> _ASSIGNMENT_
The required output is the line containing "Target: a-board sign" followed by each line through the end of the data below, repeated exactly and with nothing added.

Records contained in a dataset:

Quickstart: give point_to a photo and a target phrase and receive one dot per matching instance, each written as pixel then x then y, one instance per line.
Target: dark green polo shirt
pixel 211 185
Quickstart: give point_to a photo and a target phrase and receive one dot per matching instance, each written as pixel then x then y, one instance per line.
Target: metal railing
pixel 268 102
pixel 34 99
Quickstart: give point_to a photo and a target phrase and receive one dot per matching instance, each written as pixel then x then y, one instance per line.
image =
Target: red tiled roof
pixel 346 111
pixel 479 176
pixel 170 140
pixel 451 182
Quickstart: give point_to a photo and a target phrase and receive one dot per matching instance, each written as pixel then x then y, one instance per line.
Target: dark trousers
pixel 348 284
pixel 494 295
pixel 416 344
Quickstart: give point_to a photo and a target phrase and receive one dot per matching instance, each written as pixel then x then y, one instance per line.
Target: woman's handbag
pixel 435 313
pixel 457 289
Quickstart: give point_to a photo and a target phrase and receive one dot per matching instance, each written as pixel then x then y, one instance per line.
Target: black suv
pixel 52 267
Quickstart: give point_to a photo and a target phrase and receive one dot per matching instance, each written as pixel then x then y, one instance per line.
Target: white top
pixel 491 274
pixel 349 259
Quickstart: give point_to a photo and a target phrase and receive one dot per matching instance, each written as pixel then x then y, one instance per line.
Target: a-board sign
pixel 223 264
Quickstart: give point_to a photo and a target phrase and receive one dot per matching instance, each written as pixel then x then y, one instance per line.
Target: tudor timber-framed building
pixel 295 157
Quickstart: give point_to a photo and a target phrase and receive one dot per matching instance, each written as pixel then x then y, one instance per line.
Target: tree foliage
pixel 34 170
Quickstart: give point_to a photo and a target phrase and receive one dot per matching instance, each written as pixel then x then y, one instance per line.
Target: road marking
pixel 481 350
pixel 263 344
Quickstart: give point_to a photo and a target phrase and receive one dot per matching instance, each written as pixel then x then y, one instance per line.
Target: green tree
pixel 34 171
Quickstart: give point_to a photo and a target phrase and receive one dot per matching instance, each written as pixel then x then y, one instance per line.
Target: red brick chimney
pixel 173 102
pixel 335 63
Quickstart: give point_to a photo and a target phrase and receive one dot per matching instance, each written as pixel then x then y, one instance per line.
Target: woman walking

> _TASK RESPONSE_
Target: a-board sign
pixel 223 264
Quickstart: give point_to a photo and a target phrase and receive one dot per matching instance, each written as pixel then x then y, one instance per line.
Target: tudor timber-framed building
pixel 295 157
Quickstart: give point_to a photo and a target phrase and receive one dot per matching instance, each written as pixel then x then y, one instance per line.
Target: tree foliage
pixel 34 170
Quickstart: give point_to a photo and a target phrase and receive one dot per matching instance, each written as pixel then x then y, one instance per line.
Target: road marking
pixel 481 350
pixel 263 344
Quickstart: give point_to a photo and a target phrase and receive one dot per matching instance, each written as pixel then x then y, one instance per line.
Target: green tree
pixel 34 171
Quickstart: give point_to a photo and a target phrase and receive one dot per matching instance, each written as pixel then x then y, one instance per line.
Target: red brick chimney
pixel 173 102
pixel 335 63
Quickstart: give point_to a photo and a target phrase and receive one dot per matching instance, each written as pixel then x then y, one instance per line.
Target: woman walking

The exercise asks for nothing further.